GIVEN REQUEST 1: List every line of the listing below that contains the string "treeline", copying each such line in full, and treat uppercase and lowercase as different.
### ARTICLE ###
I've always found it a little funny that SQL was originally designed for non-programmers, sort of like AppleScript. I used to think neither of those panned out, but in fact there really are a lot of smart not-programmers who can use it. At a company I work with many of the support staff have been learning SQL to help customers pull reports from our data warehousey reporting database. So maybe the article is onto something about the value of the language.
On the other hand, SQL-the-language isn't essential to relational databases. I have often wondered where C.J. Date has been the last few years. I actually love SQL, but it does have its limitations. I wouldn't mind a solid relational database with an alternative query language. It's such a missed opportunity for a great VC pitch: Tutorial D, NoSQL before it was cool. :-)
It's very tedious to write and change a big query. It's really hard to read a big block of SQL.
And it's bizarrely rigid about certain rules, meaning "English-like" is more of a hindrance because you're tempted to think, "This makes sense in English," even though SQL doesn't allow it.
Good? Bad? It's just... a thing from that era. Another go-round of "I know, if it reads like English, it'll be easy to use", which in the present day manifests itself in stuff like Cucumber.
I really believe that Spark's "more-than-SQL" query interface is how things should be. SQL is of course the gold standard and probably represents north of 90% of analytic workloads, but there a lot of queries that (especially for us programmers) are much easier to express procedurally/functionally, rather than purely declaratively.
### EXTRACTED RECORDS ###
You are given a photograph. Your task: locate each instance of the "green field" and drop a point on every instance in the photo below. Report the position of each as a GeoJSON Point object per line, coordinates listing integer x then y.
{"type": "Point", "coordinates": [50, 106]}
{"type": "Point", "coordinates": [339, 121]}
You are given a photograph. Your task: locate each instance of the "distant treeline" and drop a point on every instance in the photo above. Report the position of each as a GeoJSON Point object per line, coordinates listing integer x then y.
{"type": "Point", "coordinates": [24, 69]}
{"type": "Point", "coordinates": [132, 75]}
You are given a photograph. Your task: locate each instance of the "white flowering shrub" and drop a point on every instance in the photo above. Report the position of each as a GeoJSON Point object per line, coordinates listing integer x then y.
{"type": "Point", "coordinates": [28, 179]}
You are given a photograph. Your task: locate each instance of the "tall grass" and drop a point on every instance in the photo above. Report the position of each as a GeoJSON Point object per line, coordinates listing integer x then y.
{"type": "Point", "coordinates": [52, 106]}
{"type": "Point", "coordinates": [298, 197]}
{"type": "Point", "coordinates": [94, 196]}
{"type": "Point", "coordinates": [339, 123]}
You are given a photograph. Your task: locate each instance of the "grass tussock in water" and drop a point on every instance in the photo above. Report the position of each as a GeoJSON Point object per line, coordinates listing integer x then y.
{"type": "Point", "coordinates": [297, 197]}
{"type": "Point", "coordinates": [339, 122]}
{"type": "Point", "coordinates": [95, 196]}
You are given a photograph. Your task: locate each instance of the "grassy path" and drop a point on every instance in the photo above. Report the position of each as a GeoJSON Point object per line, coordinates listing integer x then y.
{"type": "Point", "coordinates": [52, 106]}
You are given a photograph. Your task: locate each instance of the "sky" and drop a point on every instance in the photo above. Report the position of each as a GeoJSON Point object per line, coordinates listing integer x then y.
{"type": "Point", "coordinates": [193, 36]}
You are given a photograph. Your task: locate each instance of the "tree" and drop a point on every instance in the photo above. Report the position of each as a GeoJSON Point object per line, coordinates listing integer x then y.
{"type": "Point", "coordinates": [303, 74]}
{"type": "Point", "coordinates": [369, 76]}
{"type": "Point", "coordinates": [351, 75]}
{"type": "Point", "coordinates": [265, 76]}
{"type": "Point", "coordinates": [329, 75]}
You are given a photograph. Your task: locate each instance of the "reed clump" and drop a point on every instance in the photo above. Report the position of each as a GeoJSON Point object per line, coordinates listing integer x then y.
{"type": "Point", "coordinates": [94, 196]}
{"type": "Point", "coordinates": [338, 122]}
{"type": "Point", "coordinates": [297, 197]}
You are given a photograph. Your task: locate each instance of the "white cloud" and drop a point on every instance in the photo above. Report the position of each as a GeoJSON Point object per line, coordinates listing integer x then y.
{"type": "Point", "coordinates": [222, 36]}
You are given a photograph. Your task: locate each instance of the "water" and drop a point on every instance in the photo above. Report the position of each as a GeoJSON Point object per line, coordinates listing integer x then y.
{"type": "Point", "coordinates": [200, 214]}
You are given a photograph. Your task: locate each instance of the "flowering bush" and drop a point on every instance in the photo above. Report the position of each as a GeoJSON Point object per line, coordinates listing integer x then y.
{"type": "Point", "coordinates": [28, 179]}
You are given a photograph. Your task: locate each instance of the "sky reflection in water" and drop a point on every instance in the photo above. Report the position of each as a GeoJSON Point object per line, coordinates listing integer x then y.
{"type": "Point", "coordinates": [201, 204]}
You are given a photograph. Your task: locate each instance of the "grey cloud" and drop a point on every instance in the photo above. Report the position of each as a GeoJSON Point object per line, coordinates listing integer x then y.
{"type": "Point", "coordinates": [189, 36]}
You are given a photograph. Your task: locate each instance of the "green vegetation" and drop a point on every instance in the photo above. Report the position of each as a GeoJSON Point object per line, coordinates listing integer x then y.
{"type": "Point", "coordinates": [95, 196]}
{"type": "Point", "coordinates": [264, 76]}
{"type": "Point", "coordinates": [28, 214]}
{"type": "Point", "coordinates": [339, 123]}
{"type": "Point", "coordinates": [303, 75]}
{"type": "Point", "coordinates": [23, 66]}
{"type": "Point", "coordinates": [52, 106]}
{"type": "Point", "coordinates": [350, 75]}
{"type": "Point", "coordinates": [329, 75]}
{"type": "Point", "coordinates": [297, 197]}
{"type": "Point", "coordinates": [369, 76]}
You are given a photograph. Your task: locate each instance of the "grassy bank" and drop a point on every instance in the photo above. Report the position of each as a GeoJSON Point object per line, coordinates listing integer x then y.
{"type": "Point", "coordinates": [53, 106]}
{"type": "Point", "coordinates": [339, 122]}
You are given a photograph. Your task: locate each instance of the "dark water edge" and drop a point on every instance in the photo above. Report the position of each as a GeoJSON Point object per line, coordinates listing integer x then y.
###
GIVEN REQUEST 2: Continue the forum thread about SQL above, picking up after its last post.

EXPECTED ANSWER 1:
You are given a photograph. Your task: locate each instance of the "distant treeline" and drop a point on every instance in the photo above. Report the position of each as a GeoJSON Point object per line, coordinates listing integer x then y.

EXPECTED ANSWER 2:
Many years ago, I worked on a project that required changes made to a reporting system that the original author had used procedural means to do data selection and updates. It was a highly convoluted "mess". The section I had to update was going to take some time to analyse the code to ensure that the specific updates would work.
I looked at what the code was doing and restructured into a set of queries that would do the same task in a simple sequence. It turned out that this simplification also sped up the entire update process by at least 1 if not 2 orders of magnitude.
There are few cases where processing the data procedurally is better than using SQL queries. Most time that it has been done procedurally, I have found that there are better ways to do what you require by judicious thinking and using SQL (the bronze standard).
I should say that my definition of procedural processing involves opening queries and processing tuples one by one. If you have a different definition then please let me know.
I mostly agree, but I think it fundamentally relies on a good query plan optimizer to figure out the proper order to execute joins, rewriting predicates, etc.
So I think I take the position that the machine is not perfect [1], and doesn't always provide a perfect abstraction of a fast declarative answering interface. Sometimes you really do need to tell it how to access the data. This is why, for example, some SQL query engines let the user provide join hints.
That said, I do agree that procedural queries are mostly a quick fix, and not very future-proof (against future improvements to the query engine).
And FWIW, Spark's DataFrame API [2] is not actually that procedural; it lets you specify something that feels like a direct query execution plan, but actually still gets optimized underneath.
To add onto this, you could theoretically call SQL a logic programming language and we've had good success teaching some of our non-programmers a different logic programming language (sort of like datalog) to do some work in.
Could be something there with logic programming. Or could not be something there.
> So maybe the article is onto something about the value of the language.
The strongest feature of SQL is the lack of specificity about "How it should return results" and primarily deals with the details of what the expected results are.
I work on a SQL engine which honestly breaks so many rules of "How to do things" and basically tries to avoid nearly everything a sane SQL engine engineer would do.
But the advantage of the lack of forcing implementation is that a new idea like this could still implement the "give me expected results" part of the implementation.
Whenever it doesn't - it needs fixing, not documenting in a "vs vs" comparison.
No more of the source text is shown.